**Что нужно сделать**
Оформите все строки ниже нумерованным списком, пропустив пустые.

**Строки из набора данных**
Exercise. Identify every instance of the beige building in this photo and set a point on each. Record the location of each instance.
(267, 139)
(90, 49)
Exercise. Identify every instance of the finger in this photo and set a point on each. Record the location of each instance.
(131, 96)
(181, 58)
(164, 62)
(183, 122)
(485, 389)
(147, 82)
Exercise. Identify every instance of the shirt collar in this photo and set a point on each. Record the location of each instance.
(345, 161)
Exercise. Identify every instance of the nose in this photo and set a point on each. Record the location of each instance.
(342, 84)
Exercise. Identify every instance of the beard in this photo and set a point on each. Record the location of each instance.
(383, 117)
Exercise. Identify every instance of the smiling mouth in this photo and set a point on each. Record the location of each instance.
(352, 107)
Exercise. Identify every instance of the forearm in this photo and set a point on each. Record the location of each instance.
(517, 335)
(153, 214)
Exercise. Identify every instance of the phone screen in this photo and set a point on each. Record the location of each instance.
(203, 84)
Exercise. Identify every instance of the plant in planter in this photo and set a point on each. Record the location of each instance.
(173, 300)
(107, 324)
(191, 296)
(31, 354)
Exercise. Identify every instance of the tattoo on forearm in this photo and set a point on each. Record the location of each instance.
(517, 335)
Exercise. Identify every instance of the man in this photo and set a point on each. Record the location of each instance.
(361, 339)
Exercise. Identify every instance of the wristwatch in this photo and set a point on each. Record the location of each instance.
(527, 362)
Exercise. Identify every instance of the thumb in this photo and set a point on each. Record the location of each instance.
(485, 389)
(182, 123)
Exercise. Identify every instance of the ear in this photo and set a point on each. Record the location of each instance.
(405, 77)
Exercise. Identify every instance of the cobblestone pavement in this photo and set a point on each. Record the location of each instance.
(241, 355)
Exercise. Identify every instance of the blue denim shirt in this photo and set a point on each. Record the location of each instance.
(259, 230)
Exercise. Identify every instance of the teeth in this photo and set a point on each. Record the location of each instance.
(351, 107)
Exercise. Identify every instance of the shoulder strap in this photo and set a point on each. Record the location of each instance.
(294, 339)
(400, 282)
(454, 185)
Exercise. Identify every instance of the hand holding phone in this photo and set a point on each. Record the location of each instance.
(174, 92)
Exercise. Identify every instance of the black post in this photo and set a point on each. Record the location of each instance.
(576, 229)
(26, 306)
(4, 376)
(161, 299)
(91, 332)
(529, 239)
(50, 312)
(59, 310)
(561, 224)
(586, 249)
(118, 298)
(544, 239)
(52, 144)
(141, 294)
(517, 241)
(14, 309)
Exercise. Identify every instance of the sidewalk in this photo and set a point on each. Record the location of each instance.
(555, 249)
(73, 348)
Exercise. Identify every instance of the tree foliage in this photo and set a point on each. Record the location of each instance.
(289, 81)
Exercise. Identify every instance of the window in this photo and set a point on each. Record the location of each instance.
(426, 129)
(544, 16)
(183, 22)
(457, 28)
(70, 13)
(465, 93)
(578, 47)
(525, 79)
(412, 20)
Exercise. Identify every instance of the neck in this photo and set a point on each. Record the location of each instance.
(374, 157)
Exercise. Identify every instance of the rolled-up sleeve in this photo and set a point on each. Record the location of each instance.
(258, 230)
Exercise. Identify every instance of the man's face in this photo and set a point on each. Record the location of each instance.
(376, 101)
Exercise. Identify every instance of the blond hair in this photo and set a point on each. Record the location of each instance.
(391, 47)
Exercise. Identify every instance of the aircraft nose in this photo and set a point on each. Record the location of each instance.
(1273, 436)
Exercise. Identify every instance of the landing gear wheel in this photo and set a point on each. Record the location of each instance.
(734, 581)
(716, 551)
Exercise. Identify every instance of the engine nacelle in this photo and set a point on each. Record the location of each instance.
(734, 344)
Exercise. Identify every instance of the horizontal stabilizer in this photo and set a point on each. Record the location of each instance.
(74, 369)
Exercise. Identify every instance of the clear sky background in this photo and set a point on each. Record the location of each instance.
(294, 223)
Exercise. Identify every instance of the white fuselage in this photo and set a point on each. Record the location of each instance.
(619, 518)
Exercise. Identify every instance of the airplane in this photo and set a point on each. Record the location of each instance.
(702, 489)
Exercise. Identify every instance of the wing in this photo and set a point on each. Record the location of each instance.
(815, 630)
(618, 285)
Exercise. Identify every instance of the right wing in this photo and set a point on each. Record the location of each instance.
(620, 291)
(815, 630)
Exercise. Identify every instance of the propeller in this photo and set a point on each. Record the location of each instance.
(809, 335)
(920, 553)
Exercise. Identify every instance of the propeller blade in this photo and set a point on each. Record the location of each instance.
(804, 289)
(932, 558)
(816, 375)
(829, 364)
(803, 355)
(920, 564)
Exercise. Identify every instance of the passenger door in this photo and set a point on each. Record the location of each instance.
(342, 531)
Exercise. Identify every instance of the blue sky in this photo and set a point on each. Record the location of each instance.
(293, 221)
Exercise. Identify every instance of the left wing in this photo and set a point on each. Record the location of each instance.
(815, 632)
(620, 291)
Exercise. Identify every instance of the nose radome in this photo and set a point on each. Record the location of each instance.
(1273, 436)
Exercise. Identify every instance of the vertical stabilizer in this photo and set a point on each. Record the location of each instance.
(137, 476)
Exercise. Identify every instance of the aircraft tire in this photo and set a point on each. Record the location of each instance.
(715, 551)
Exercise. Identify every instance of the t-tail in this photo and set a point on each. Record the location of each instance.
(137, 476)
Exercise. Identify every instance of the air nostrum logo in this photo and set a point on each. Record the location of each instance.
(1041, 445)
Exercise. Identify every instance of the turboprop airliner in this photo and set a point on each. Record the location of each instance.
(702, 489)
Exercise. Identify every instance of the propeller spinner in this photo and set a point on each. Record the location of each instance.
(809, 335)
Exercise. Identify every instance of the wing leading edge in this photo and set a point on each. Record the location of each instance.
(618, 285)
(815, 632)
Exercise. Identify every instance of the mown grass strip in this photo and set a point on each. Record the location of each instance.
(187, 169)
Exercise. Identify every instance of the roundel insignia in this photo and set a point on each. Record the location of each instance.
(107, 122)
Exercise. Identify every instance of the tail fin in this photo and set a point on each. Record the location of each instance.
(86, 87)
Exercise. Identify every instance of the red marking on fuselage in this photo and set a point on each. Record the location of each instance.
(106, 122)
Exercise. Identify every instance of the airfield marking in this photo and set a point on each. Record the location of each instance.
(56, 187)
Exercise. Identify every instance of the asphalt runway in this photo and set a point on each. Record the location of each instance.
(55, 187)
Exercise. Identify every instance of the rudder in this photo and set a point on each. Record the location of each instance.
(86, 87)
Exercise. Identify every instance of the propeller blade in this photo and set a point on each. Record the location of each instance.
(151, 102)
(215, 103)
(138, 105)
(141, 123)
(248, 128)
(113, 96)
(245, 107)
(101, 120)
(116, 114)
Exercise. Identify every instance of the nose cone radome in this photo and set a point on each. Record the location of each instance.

**Правильный ответ**
1. Exercise. Identify every instance of the beige building in this photo and set a point on each. Record the location of each instance.
2. (267, 139)
3. (90, 49)
4. Exercise. Identify every instance of the finger in this photo and set a point on each. Record the location of each instance.
5. (131, 96)
6. (181, 58)
7. (164, 62)
8. (183, 122)
9. (485, 389)
10. (147, 82)
11. Exercise. Identify every instance of the shirt collar in this photo and set a point on each. Record the location of each instance.
12. (345, 161)
13. Exercise. Identify every instance of the nose in this photo and set a point on each. Record the location of each instance.
14. (342, 84)
15. Exercise. Identify every instance of the beard in this photo and set a point on each. Record the location of each instance.
16. (383, 117)
17. Exercise. Identify every instance of the smiling mouth in this photo and set a point on each. Record the location of each instance.
18. (352, 107)
19. Exercise. Identify every instance of the forearm in this photo and set a point on each. Record the location of each instance.
20. (517, 335)
21. (153, 214)
22. Exercise. Identify every instance of the phone screen in this photo and set a point on each. Record the location of each instance.
23. (203, 84)
24. Exercise. Identify every instance of the plant in planter in this photo and set a point on each. Record the location of each instance.
25. (173, 300)
26. (107, 324)
27. (191, 296)
28. (31, 354)
29. Exercise. Identify every instance of the tattoo on forearm in this photo and set a point on each. Record the location of each instance.
30. (517, 335)
31. Exercise. Identify every instance of the man in this photo and set a point on each. Record the location of each instance.
32. (361, 339)
33. Exercise. Identify every instance of the wristwatch in this photo and set a point on each. Record the location of each instance.
34. (527, 362)
35. Exercise. Identify every instance of the thumb in this photo and set a point on each. Record the location of each instance.
36. (485, 389)
37. (182, 123)
38. Exercise. Identify every instance of the ear in this photo and set a point on each. Record the location of each instance.
39. (405, 77)
40. Exercise. Identify every instance of the cobblestone pavement in this photo and set a point on each. Record the location of each instance.
41. (241, 355)
42. Exercise. Identify every instance of the blue denim shirt in this photo and set a point on each. Record the location of each instance.
43. (259, 230)
44. Exercise. Identify every instance of the teeth in this photo and set a point on each. Record the location of each instance.
45. (351, 107)
46. Exercise. Identify every instance of the shoulder strap in this photo and set a point on each. Record the location of each instance.
47. (294, 339)
48. (400, 282)
49. (454, 185)
50. Exercise. Identify every instance of the hand holding phone in this photo and set a point on each. Record the location of each instance.
51. (174, 92)
52. Exercise. Identify every instance of the black post in this photo and set a point on each. Record the location of each instance.
53. (576, 229)
54. (26, 306)
55. (4, 376)
56. (161, 299)
57. (91, 332)
58. (529, 239)
59. (50, 312)
60. (59, 310)
61. (561, 224)
62. (586, 249)
63. (118, 298)
64. (544, 239)
65. (52, 144)
66. (141, 294)
67. (517, 241)
68. (14, 309)
69. Exercise. Identify every instance of the sidewalk in this photo and set a point on each. Record the location of each instance.
70. (555, 249)
71. (73, 348)
72. Exercise. Identify every instance of the tree foliage in this photo and set a point on each. Record the location of each instance.
73. (289, 81)
74. Exercise. Identify every instance of the window in this photo and set a point on each. Record the location of each instance.
75. (426, 129)
76. (544, 16)
77. (183, 22)
78. (457, 28)
79. (70, 13)
80. (465, 93)
81. (578, 47)
82. (525, 79)
83. (412, 20)
84. Exercise. Identify every instance of the neck in this photo and set a point on each. Record the location of each instance.
85. (374, 157)
86. Exercise. Identify every instance of the rolled-up sleeve in this photo and set a point on each. Record the location of each instance.
87. (258, 230)
88. Exercise. Identify every instance of the man's face in this photo and set a point on each. Record the location of each instance.
89. (376, 101)
90. Exercise. Identify every instance of the blond hair in this photo and set a point on each. Record the location of each instance.
91. (391, 47)
92. Exercise. Identify every instance of the aircraft nose in this photo and set a point on each. Record the location of each instance.
93. (1273, 436)
94. Exercise. Identify every instance of the landing gear wheel in this photo and set a point on each. Record the location of each instance.
95. (734, 581)
96. (716, 551)
97. Exercise. Identify every instance of the engine nacelle in this photo and set a point on each. Record the location of each instance.
98. (734, 344)
99. Exercise. Identify every instance of the horizontal stabilizer in this photo and set a point on each. Record the location of each instance.
100. (74, 369)
101. Exercise. Identify every instance of the clear sky background in this photo and set a point on each. Record the location of each instance.
102. (294, 223)
103. Exercise. Identify every instance of the white fuselage in this photo and set a point on each. Record the location of each instance.
104. (619, 518)
105. Exercise. Identify every instance of the airplane in this photo and set a point on each. Record the location of each instance.
106. (702, 489)
107. Exercise. Identify every instance of the wing in this photo and set a point on each. Record the location of each instance.
108. (815, 630)
109. (618, 285)
110. Exercise. Identify every instance of the right wing in this photo and set a point on each. Record the location of each instance.
111. (620, 291)
112. (815, 630)
113. Exercise. Identify every instance of the propeller in this photo and set a point on each. Record the location of each instance.
114. (809, 335)
115. (920, 553)
116. Exercise. Identify every instance of the propeller blade in this photo and set a point on each. Record the location of each instance.
117. (804, 289)
118. (932, 558)
119. (816, 375)
120. (829, 364)
121. (803, 355)
122. (920, 564)
123. Exercise. Identify every instance of the passenger door in this photo and set a point on each. Record the location of each instance.
124. (342, 531)
125. Exercise. Identify every instance of the blue sky in this photo and set a point on each. Record the location of each instance.
126. (293, 221)
127. Exercise. Identify every instance of the left wing in this photo and set a point on each. Record the location of each instance.
128. (815, 632)
129. (620, 291)
130. Exercise. Identify every instance of the nose radome in this photo and set a point on each. Record the location of each instance.
131. (1273, 436)
132. Exercise. Identify every instance of the vertical stabilizer in this photo and set a point on each. Record the location of each instance.
133. (137, 476)
134. Exercise. Identify every instance of the aircraft tire in this photo and set a point on each. Record the location of each instance.
135. (715, 551)
136. Exercise. Identify every instance of the t-tail in this photo and set a point on each. Record the location of each instance.
137. (137, 476)
138. Exercise. Identify every instance of the air nostrum logo in this photo and set a point on each. Record the location of each instance.
139. (1041, 445)
140. Exercise. Identify every instance of the turboprop airliner in this photo and set a point on each. Record the location of each instance.
141. (702, 489)
142. Exercise. Identify every instance of the propeller spinner in this photo and set a point on each. Record the location of each instance.
143. (809, 335)
144. Exercise. Identify every instance of the wing leading edge in this photo and set a point on each. Record the location of each instance.
145. (618, 285)
146. (815, 632)
147. Exercise. Identify every instance of the mown grass strip in this photo and set a point on each. Record the location of each instance.
148. (187, 169)
149. Exercise. Identify every instance of the roundel insignia in this photo and set a point on each. Record the location of each instance.
150. (107, 122)
151. Exercise. Identify every instance of the tail fin in this photo and set a point on each. Record the location of each instance.
152. (86, 87)
153. Exercise. Identify every instance of the red marking on fuselage in this photo and set a point on each. Record the location of each instance.
154. (106, 122)
155. Exercise. Identify every instance of the airfield marking in this photo and set a point on each. Record the location of each instance.
156. (56, 187)
157. Exercise. Identify every instance of the asphalt runway in this photo and set a point on each. Record the location of each instance.
158. (55, 187)
159. Exercise. Identify every instance of the rudder in this photo and set a point on each. Record the location of each instance.
160. (86, 87)
161. Exercise. Identify every instance of the propeller blade in this photo and set a point on each. Record the location of each instance.
162. (151, 102)
163. (215, 103)
164. (138, 105)
165. (141, 123)
166. (248, 128)
167. (113, 96)
168. (245, 107)
169. (101, 120)
170. (116, 114)
171. Exercise. Identify every instance of the nose cone radome in this photo and set a point on each. Record the location of each instance.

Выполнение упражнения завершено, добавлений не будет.